**Written task**
Put every line of the records below into a JSON list of strings, one string per line, leaving out blank lines.

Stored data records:
-*-*-

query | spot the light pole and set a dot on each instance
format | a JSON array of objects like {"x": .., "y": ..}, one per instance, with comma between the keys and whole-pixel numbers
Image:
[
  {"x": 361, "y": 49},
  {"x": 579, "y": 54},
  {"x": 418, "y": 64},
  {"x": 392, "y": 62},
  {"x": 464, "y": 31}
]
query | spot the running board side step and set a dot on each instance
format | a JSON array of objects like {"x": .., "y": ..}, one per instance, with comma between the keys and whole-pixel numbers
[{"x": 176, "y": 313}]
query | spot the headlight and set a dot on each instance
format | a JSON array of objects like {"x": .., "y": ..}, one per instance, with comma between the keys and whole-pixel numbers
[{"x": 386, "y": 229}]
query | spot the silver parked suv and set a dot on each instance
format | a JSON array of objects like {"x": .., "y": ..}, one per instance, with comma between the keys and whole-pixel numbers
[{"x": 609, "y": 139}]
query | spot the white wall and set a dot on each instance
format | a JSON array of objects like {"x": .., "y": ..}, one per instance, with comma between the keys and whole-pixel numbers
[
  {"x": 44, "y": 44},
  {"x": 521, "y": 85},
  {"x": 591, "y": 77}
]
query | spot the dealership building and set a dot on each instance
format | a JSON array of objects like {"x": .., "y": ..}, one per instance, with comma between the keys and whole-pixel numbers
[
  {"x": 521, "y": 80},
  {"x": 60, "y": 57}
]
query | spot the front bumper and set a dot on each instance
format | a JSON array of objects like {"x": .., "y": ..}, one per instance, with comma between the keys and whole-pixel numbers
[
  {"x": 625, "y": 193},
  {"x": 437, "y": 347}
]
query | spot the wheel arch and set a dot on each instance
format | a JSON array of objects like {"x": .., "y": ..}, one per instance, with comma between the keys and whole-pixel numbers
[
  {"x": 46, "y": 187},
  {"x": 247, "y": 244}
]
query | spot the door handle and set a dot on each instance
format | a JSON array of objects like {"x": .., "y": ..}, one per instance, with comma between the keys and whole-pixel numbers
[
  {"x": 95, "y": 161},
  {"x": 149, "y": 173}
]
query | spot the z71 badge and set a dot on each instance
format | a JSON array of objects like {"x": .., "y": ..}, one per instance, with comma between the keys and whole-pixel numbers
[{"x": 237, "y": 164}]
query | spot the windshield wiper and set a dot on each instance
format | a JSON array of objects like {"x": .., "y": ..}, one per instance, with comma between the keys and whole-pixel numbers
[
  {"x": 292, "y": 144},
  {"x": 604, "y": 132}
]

-*-*-

**Task output**
[
  "query | spot the light pole and set a dot on each instance",
  "format | a JSON array of objects like {\"x\": .., \"y\": ..}, one per instance, with comma between the keys and whole-pixel numbers",
  "Image:",
  "[",
  "  {\"x\": 361, \"y\": 49},",
  "  {\"x\": 579, \"y\": 54},",
  "  {\"x\": 418, \"y\": 64},",
  "  {\"x\": 392, \"y\": 62},",
  "  {\"x\": 464, \"y\": 31}",
  "]",
  "query | spot the running board side step and set a dot on each instance",
  "format | a JSON array of objects like {\"x\": .., \"y\": ..}, one per instance, with comma between the keys and whole-pixel numbers",
  "[{\"x\": 176, \"y\": 313}]",
  "query | spot the headlight and set a dot on each instance",
  "format | a JSON array of objects like {\"x\": .., \"y\": ..}, one per instance, with comma between the keys and whole-pixel numbers",
  "[{\"x\": 386, \"y\": 229}]",
  "query | spot the silver parked suv and set a dot on each instance",
  "format | a JSON array of objects like {\"x\": .., \"y\": ..}, one per instance, with comma between the keys and whole-pixel numbers",
  "[{\"x\": 609, \"y\": 139}]",
  "query | spot the white wall and set a dot on each instance",
  "format | a JSON array of objects like {\"x\": .., \"y\": ..}, one per instance, with comma between the keys and whole-pixel numbers",
  "[",
  "  {\"x\": 44, \"y\": 44},",
  "  {\"x\": 521, \"y\": 85},",
  "  {\"x\": 591, \"y\": 77}",
  "]",
  "query | spot the dealership building and set a dot on each instance",
  "format | a JSON array of objects like {\"x\": .., \"y\": ..}, one per instance, with comma between the keys and whole-pixel numbers",
  "[",
  "  {\"x\": 521, \"y\": 80},",
  "  {\"x\": 60, \"y\": 57}",
  "]",
  "query | spot the front bumper and set a dot on each instance",
  "format | a JSON array of objects like {\"x\": .., \"y\": ..}, one per instance, with comma between the keys and whole-pixel numbers",
  "[",
  "  {\"x\": 625, \"y\": 193},",
  "  {\"x\": 437, \"y\": 347}",
  "]",
  "query | spot the wheel arch and set a dot on each instance",
  "format | a JSON array of objects like {\"x\": .., \"y\": ..}, one per instance, with comma between the keys and whole-pixel numbers",
  "[",
  "  {\"x\": 46, \"y\": 187},",
  "  {\"x\": 247, \"y\": 244}",
  "]",
  "query | spot the door handle and set a dot on each instance",
  "format | a JSON array of objects like {\"x\": .., \"y\": ..}, one per instance, with comma between the keys and whole-pixel numbers",
  "[",
  "  {\"x\": 95, \"y\": 161},",
  "  {\"x\": 149, \"y\": 173}",
  "]",
  "query | spot the z71 badge and set a dot on each instance",
  "format | a JSON array of objects like {\"x\": .., \"y\": ..}, one per instance, with comma between the keys and whole-pixel numbers",
  "[{\"x\": 237, \"y\": 164}]",
  "query | spot the windshield wiper and set a dot on each instance",
  "format | a JSON array of objects like {\"x\": .., \"y\": ..}, one per instance, with comma between the keys and whole-pixel numbers",
  "[",
  "  {\"x\": 292, \"y\": 144},",
  "  {\"x\": 604, \"y\": 132}",
  "]"
]